YOUR ASSIGNMENT
What is needed is an exact transcription of every entry below.

INPUT
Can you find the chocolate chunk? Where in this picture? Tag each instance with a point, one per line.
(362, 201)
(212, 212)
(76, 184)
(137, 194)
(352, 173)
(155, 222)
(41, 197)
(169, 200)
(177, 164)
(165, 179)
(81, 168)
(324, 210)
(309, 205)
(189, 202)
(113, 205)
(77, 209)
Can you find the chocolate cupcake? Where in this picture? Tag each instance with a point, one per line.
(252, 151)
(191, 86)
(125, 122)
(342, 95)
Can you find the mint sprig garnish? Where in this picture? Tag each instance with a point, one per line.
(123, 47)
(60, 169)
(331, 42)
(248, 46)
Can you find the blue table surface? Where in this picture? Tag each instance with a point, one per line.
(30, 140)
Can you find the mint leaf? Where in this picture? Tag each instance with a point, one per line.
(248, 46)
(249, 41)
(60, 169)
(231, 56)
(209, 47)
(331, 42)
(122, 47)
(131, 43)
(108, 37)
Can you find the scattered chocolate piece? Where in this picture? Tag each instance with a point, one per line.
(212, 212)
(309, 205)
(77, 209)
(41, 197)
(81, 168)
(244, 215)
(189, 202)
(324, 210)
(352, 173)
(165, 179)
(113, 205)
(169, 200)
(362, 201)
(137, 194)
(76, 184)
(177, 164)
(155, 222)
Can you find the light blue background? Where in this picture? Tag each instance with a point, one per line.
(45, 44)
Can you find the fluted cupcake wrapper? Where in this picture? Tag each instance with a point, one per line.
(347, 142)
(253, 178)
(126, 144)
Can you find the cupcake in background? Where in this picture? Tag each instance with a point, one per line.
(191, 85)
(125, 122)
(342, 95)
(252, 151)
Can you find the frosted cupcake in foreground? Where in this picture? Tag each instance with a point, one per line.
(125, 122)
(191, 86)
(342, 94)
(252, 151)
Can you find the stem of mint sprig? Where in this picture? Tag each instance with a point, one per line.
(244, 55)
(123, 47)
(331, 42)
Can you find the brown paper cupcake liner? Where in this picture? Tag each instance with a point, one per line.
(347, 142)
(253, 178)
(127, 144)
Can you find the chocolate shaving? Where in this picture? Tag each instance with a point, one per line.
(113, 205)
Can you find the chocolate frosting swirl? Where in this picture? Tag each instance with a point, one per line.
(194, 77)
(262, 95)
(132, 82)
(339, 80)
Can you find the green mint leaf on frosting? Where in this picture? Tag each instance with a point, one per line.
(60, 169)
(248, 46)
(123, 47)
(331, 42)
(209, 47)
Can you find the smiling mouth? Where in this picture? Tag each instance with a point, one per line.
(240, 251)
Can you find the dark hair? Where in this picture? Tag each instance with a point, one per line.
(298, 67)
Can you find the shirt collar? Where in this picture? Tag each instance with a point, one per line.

RESULT
Can you find the chocolate chunk? Where in this picture? Tag each instance with a point, one per line.
(362, 201)
(212, 212)
(76, 184)
(137, 194)
(352, 173)
(155, 222)
(41, 197)
(169, 200)
(177, 164)
(165, 179)
(81, 168)
(324, 210)
(309, 205)
(189, 202)
(113, 205)
(77, 209)
Can you find the chocolate cupcake? Where in this picture? Tag each instance with a point, one per line.
(252, 151)
(191, 86)
(125, 122)
(342, 95)
Can you find the mint sprig garnish? Where in this picture? Tag each instance with a point, one per line.
(123, 47)
(60, 169)
(331, 42)
(248, 46)
Can you find the blue table surface? Where in this picture? Tag each instance with a point, one per line.
(30, 140)
Can you find the mint leaf? Where in this picture? Tag each instance with a point, one per line.
(248, 46)
(249, 41)
(60, 169)
(231, 56)
(209, 47)
(331, 42)
(122, 47)
(131, 43)
(108, 37)
Can you find the scattered chocolate piece? Where in this picture? Tag each instance with a point, one per line.
(212, 212)
(309, 205)
(77, 209)
(41, 197)
(81, 168)
(244, 215)
(189, 202)
(324, 210)
(352, 173)
(165, 179)
(113, 205)
(169, 200)
(362, 201)
(137, 194)
(76, 184)
(177, 164)
(155, 222)
Can you find the light blue background? Where in this picture? Tag each instance with a point, one per line.
(45, 44)
Can you find the fluted cupcake wrapper? Where in this picture? Tag each instance with a point, one per line.
(347, 142)
(253, 178)
(126, 144)
Can you find the cupcake in background? Where in this picture? Tag each instance with a point, one per line.
(191, 85)
(125, 122)
(342, 95)
(252, 151)
Can you find the frosted cupcake in foreground? Where in this picture? Tag each instance with a point, one per line.
(125, 122)
(191, 86)
(342, 94)
(252, 151)
Can you find the stem of mint sprig? Where in this picture? Tag each instance with a point, one per line.
(244, 55)
(123, 47)
(331, 42)
Can you find the brown paper cupcake liner? Where in this picture? Tag each instance with a point, one per line.
(347, 142)
(253, 178)
(127, 144)
Can you find the chocolate shaving? Where in this picture? Tag each instance with a point, one per line.
(113, 205)
Can you find the chocolate frosting swirl? Where in this picture? Tag each instance with a point, one per line.
(194, 77)
(262, 95)
(132, 82)
(339, 80)
Can you find the green mint leaf on frosting? Where in this picture? Tag each instance with a point, one per line.
(60, 169)
(248, 46)
(123, 47)
(331, 42)
(209, 47)
Can you find the smiling mouth? Where in this picture? Tag each instance with a point, one per line.
(240, 251)
Can you find the dark hair? Where in this picture? Tag each instance with a point, one per line.
(298, 67)
Can you find the shirt collar? Where in this picture? Tag each instance with a point, one per line.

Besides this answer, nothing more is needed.